Given records:

BEGIN

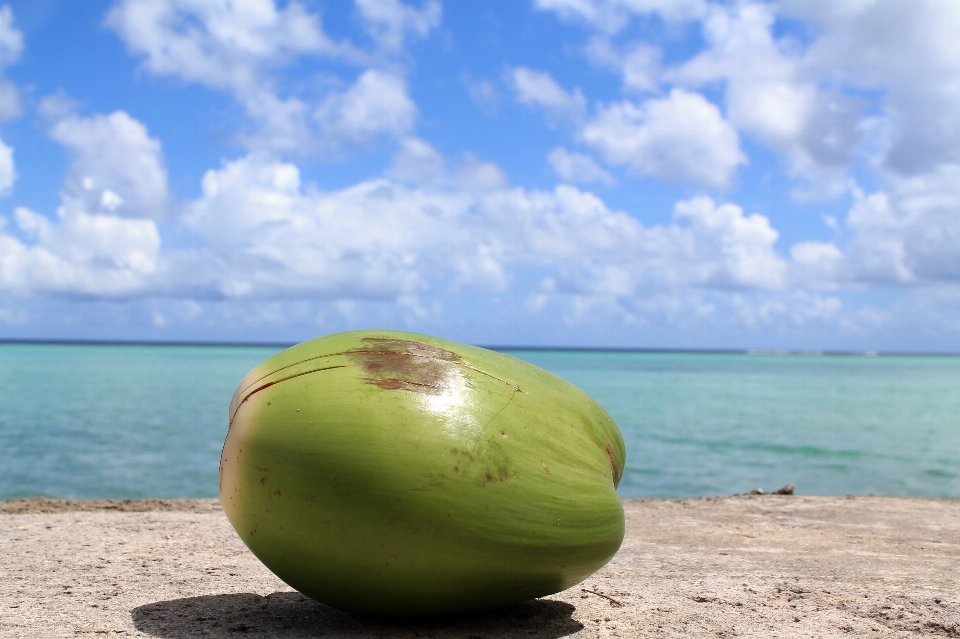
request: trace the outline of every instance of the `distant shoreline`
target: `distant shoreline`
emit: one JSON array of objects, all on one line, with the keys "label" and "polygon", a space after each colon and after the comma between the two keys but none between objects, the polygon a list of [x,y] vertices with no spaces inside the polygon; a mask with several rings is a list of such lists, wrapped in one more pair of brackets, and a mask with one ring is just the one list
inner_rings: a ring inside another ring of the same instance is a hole
[{"label": "distant shoreline", "polygon": [[[160,340],[72,340],[20,339],[0,337],[0,345],[25,344],[37,346],[160,346],[198,348],[290,348],[298,342],[191,342]],[[960,357],[960,352],[947,351],[875,351],[875,350],[820,350],[784,348],[643,348],[627,346],[504,346],[478,344],[492,351],[568,352],[568,353],[650,353],[686,355],[755,355],[755,356],[822,356],[822,357]]]}]

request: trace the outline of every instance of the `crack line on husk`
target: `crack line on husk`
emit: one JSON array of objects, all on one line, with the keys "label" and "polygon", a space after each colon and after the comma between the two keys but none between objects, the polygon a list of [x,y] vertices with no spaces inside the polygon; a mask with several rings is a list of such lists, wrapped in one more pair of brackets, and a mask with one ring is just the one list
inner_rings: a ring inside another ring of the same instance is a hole
[{"label": "crack line on husk", "polygon": [[496,413],[494,413],[493,417],[491,417],[490,419],[487,420],[487,423],[483,425],[483,430],[486,430],[486,429],[487,429],[487,426],[489,426],[490,424],[492,424],[492,423],[493,423],[493,420],[495,420],[497,417],[499,417],[499,416],[500,416],[500,413],[502,413],[503,411],[505,411],[505,410],[507,409],[507,406],[509,406],[510,404],[513,403],[513,398],[517,396],[517,393],[518,393],[518,392],[521,392],[521,393],[522,393],[523,391],[521,391],[519,388],[514,388],[514,389],[513,389],[513,393],[510,395],[510,399],[507,400],[507,403],[506,403],[506,404],[504,404],[503,406],[500,407],[500,410],[498,410]]},{"label": "crack line on husk", "polygon": [[[271,372],[267,373],[266,375],[263,375],[262,377],[259,377],[259,378],[255,379],[254,381],[250,382],[250,383],[246,386],[246,388],[243,389],[243,392],[246,392],[247,389],[255,386],[256,384],[260,383],[261,381],[265,380],[266,378],[270,377],[271,375],[276,375],[277,373],[279,373],[280,371],[282,371],[282,370],[284,370],[284,369],[292,368],[292,367],[294,367],[294,366],[299,366],[300,364],[305,364],[306,362],[310,362],[310,361],[313,361],[313,360],[315,360],[315,359],[323,359],[323,358],[325,358],[325,357],[337,357],[338,355],[403,355],[403,356],[406,356],[406,357],[419,357],[419,358],[421,358],[421,359],[429,359],[429,360],[434,360],[434,361],[437,361],[437,362],[447,362],[448,364],[454,364],[454,365],[456,365],[456,366],[462,366],[463,368],[466,368],[466,369],[468,369],[468,370],[472,370],[472,371],[474,371],[474,372],[480,373],[481,375],[485,375],[486,377],[489,377],[490,379],[494,379],[494,380],[500,382],[501,384],[505,384],[505,385],[509,386],[510,388],[512,388],[512,389],[514,390],[514,392],[523,393],[524,395],[526,395],[526,392],[525,392],[522,388],[520,388],[519,386],[517,386],[516,384],[512,384],[512,383],[510,383],[510,382],[508,382],[508,381],[506,381],[506,380],[500,379],[500,378],[497,377],[496,375],[491,375],[490,373],[488,373],[488,372],[486,372],[486,371],[484,371],[484,370],[481,370],[481,369],[477,368],[476,366],[473,366],[473,365],[470,364],[469,362],[464,362],[464,361],[459,361],[459,362],[458,362],[458,361],[455,361],[455,360],[444,359],[444,358],[442,358],[442,357],[432,357],[432,356],[429,356],[429,355],[422,355],[422,354],[419,354],[419,353],[404,353],[403,351],[384,351],[384,350],[375,351],[375,350],[363,350],[363,349],[352,349],[352,350],[343,351],[343,352],[340,352],[340,353],[327,353],[327,354],[325,354],[325,355],[317,355],[317,356],[315,356],[315,357],[308,357],[308,358],[306,358],[306,359],[302,359],[302,360],[300,360],[300,361],[298,361],[298,362],[294,362],[293,364],[287,364],[286,366],[281,366],[280,368],[278,368],[278,369],[276,369],[276,370],[274,370],[274,371],[271,371]],[[330,368],[344,368],[344,366],[331,366]],[[318,370],[327,370],[327,369],[318,369]],[[311,372],[312,372],[312,371],[311,371]],[[294,376],[294,377],[295,377],[295,376]],[[287,377],[287,378],[284,378],[284,379],[290,379],[290,378]],[[283,381],[283,380],[279,380],[279,381]],[[260,389],[257,389],[257,390],[260,390]],[[254,392],[256,392],[256,391],[254,391]],[[252,393],[251,393],[251,394],[252,394]],[[244,401],[246,401],[246,400],[244,399]],[[242,403],[242,402],[241,402],[241,403]],[[238,405],[237,407],[239,408],[239,405]],[[234,413],[234,414],[236,414],[236,413]],[[231,422],[232,422],[232,421],[233,421],[233,418],[231,417],[230,420],[231,420]]]},{"label": "crack line on husk", "polygon": [[[314,357],[314,358],[311,358],[311,359],[317,359],[317,358]],[[309,361],[309,360],[304,360],[304,361]],[[300,363],[302,364],[303,362],[300,362]],[[285,367],[285,368],[288,368],[288,367]],[[266,384],[264,384],[264,385],[262,385],[262,386],[259,386],[259,387],[255,388],[255,389],[253,389],[252,391],[250,391],[249,393],[247,393],[246,395],[244,395],[244,396],[243,396],[243,399],[240,400],[240,403],[237,404],[236,410],[234,410],[234,411],[233,411],[233,415],[230,416],[230,423],[229,423],[229,425],[227,426],[227,431],[229,431],[229,430],[230,430],[230,427],[233,426],[233,420],[236,418],[237,413],[240,411],[240,407],[243,406],[243,404],[244,404],[248,399],[250,399],[251,397],[253,397],[256,393],[259,393],[260,391],[262,391],[262,390],[265,389],[265,388],[270,388],[271,386],[274,386],[274,385],[276,385],[276,384],[279,384],[280,382],[285,382],[285,381],[287,381],[287,380],[294,379],[294,378],[296,378],[296,377],[302,377],[302,376],[304,376],[304,375],[310,375],[311,373],[319,373],[319,372],[321,372],[321,371],[333,370],[333,369],[335,369],[335,368],[346,368],[346,365],[345,365],[345,364],[338,364],[338,365],[336,365],[336,366],[327,366],[327,367],[325,367],[325,368],[315,368],[315,369],[313,369],[313,370],[311,370],[311,371],[304,371],[304,372],[302,372],[302,373],[296,373],[296,374],[294,374],[294,375],[290,375],[290,376],[288,376],[288,377],[284,377],[284,378],[282,378],[282,379],[278,379],[278,380],[273,381],[273,382],[267,382]],[[282,369],[281,369],[281,370],[282,370]],[[264,375],[264,376],[261,377],[260,379],[262,380],[262,379],[264,379],[264,378],[266,378],[266,377],[269,377],[269,376],[268,376],[268,375]],[[260,380],[257,380],[257,381],[260,381]],[[256,383],[256,382],[254,382],[254,383]],[[250,386],[253,386],[253,384],[251,384]],[[250,386],[247,386],[247,388],[250,388]],[[246,390],[246,389],[244,389],[244,390]]]}]

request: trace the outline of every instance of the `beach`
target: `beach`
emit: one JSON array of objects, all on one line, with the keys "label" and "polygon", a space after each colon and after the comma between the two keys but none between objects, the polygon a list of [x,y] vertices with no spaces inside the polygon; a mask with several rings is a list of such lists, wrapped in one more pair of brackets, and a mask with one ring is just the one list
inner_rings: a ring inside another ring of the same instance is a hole
[{"label": "beach", "polygon": [[0,636],[960,637],[960,500],[626,500],[627,533],[564,592],[389,622],[292,591],[203,500],[0,502]]}]

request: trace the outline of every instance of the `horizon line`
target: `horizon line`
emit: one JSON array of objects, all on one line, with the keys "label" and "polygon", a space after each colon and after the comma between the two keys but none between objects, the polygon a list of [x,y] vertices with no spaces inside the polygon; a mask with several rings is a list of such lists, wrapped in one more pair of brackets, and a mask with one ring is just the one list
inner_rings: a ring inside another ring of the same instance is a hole
[{"label": "horizon line", "polygon": [[[48,339],[0,337],[2,344],[36,344],[50,346],[196,346],[239,348],[290,348],[301,342],[213,342],[188,340],[103,340],[103,339]],[[960,352],[950,351],[883,351],[883,350],[833,350],[817,348],[683,348],[644,346],[506,346],[473,344],[492,351],[560,351],[582,353],[686,353],[702,355],[822,355],[857,357],[958,357]]]}]

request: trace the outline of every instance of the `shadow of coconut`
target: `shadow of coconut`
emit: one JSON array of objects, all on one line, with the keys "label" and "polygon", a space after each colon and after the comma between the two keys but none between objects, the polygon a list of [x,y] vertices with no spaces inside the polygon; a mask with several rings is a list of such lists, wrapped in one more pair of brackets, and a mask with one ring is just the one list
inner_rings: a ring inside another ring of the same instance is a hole
[{"label": "shadow of coconut", "polygon": [[583,628],[574,606],[534,599],[490,612],[431,621],[384,621],[335,610],[298,592],[207,595],[158,601],[135,608],[133,625],[164,639],[195,637],[565,637]]}]

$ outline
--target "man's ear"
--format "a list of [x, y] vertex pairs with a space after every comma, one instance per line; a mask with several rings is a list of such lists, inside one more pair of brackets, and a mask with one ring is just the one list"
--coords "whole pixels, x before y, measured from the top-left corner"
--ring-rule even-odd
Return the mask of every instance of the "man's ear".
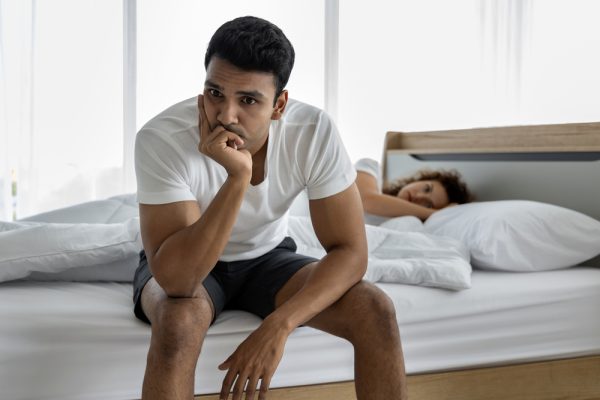
[[277, 100], [275, 100], [275, 107], [273, 107], [273, 113], [271, 114], [272, 120], [281, 119], [283, 116], [283, 112], [285, 111], [285, 106], [288, 102], [288, 91], [282, 90]]

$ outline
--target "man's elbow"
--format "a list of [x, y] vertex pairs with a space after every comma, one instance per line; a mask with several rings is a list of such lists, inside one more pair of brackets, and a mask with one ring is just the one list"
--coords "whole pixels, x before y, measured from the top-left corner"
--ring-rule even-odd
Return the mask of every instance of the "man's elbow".
[[[364, 248], [363, 248], [364, 247]], [[359, 282], [367, 272], [367, 264], [369, 263], [369, 255], [367, 246], [360, 246], [353, 251], [352, 270], [355, 271], [354, 280]]]
[[182, 279], [181, 276], [173, 272], [173, 268], [152, 268], [152, 275], [169, 297], [198, 297], [199, 286], [194, 283], [194, 280]]
[[365, 254], [364, 260], [360, 260], [358, 263], [358, 281], [362, 280], [362, 278], [365, 276], [365, 274], [367, 273], [367, 265], [369, 263], [369, 258], [367, 257], [367, 255]]

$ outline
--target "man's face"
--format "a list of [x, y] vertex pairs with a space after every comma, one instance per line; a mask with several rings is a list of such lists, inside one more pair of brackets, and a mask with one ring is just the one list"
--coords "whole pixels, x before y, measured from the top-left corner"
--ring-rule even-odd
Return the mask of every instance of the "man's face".
[[281, 118], [284, 91], [275, 105], [275, 81], [268, 72], [249, 72], [213, 57], [206, 69], [204, 108], [211, 130], [222, 125], [244, 141], [240, 148], [256, 154], [269, 135], [271, 120]]

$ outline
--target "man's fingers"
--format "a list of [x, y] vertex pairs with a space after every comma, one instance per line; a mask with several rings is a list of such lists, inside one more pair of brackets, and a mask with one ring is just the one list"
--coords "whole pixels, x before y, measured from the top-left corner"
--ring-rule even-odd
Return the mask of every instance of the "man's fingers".
[[235, 378], [237, 377], [237, 370], [233, 368], [227, 371], [225, 375], [225, 379], [223, 379], [223, 386], [221, 386], [221, 394], [219, 395], [220, 400], [227, 400], [229, 397], [229, 393], [231, 393], [231, 387], [235, 383]]
[[263, 376], [260, 380], [260, 391], [258, 392], [258, 400], [267, 400], [267, 392], [271, 385], [271, 376]]
[[244, 395], [244, 388], [246, 387], [246, 382], [248, 381], [248, 374], [239, 373], [237, 380], [235, 381], [235, 385], [233, 386], [233, 397], [231, 400], [242, 400], [242, 396]]
[[254, 393], [256, 393], [256, 385], [258, 385], [258, 377], [250, 377], [248, 385], [246, 386], [246, 400], [254, 400]]
[[[218, 132], [219, 130], [220, 132]], [[243, 144], [244, 140], [237, 134], [227, 131], [222, 126], [219, 126], [215, 129], [214, 136], [205, 137], [204, 142], [200, 143], [200, 151], [206, 154], [220, 152], [223, 149], [223, 145], [237, 150]]]
[[232, 355], [230, 355], [229, 357], [227, 357], [227, 360], [223, 361], [223, 362], [221, 363], [221, 365], [219, 365], [219, 367], [218, 367], [218, 368], [219, 368], [220, 370], [226, 370], [226, 369], [229, 369], [229, 364], [230, 364], [230, 361], [231, 361], [231, 359], [232, 359], [232, 358], [233, 358], [233, 354], [232, 354]]

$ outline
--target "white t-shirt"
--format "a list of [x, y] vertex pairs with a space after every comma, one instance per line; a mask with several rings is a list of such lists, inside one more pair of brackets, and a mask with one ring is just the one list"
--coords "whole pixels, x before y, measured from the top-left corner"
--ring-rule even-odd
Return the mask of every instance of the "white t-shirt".
[[[137, 198], [142, 204], [196, 200], [204, 212], [227, 172], [198, 151], [197, 99], [182, 101], [150, 120], [135, 143]], [[274, 249], [287, 234], [288, 209], [304, 189], [321, 199], [347, 189], [356, 171], [337, 129], [322, 110], [289, 100], [272, 121], [265, 179], [249, 185], [220, 259], [252, 259]]]
[[[354, 164], [354, 168], [357, 171], [365, 172], [371, 176], [373, 176], [377, 180], [377, 189], [381, 193], [381, 189], [383, 187], [383, 177], [381, 172], [381, 167], [379, 163], [371, 158], [361, 158]], [[382, 217], [380, 215], [369, 214], [365, 212], [365, 223], [369, 225], [381, 225], [385, 221], [389, 220], [387, 217]]]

END

Work required:
Filter the entries above and keep only the lines with the word "target".

Task response:
target: `distant shoreline`
target: `crack line on husk`
target: `beach`
target: `horizon line`
target: `shadow of coconut`
--target "man's ear"
--target "man's elbow"
--target "man's face"
--target "man's fingers"
--target "white t-shirt"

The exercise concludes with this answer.